» **WHAT YOU WILL DO**: This exercise asks for an exact transcription of every entry.

--- START ---

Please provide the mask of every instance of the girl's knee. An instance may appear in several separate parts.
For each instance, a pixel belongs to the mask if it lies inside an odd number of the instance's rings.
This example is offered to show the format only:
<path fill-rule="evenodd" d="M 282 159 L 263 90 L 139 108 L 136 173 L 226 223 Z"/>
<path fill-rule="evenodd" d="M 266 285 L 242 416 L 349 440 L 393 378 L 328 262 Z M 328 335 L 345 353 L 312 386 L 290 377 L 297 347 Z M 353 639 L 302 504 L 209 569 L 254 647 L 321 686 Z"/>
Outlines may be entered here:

--- END ---

» **TASK RESPONSE**:
Please provide the mask of every instance of the girl's knee. An instance may appear in several separate parts.
For each instance, a pixel belongs to the mask if it lies inside an odd number of the instance's rings.
This example is offered to show the format only:
<path fill-rule="evenodd" d="M 282 159 L 263 90 L 139 108 L 136 173 L 226 223 Z"/>
<path fill-rule="evenodd" d="M 266 285 L 242 416 L 349 440 L 393 378 L 328 262 Z M 328 335 L 345 353 L 312 386 L 290 377 L 297 347 Z M 353 639 L 302 504 L 209 569 L 254 647 L 321 686 Z"/>
Outlines may be entered here:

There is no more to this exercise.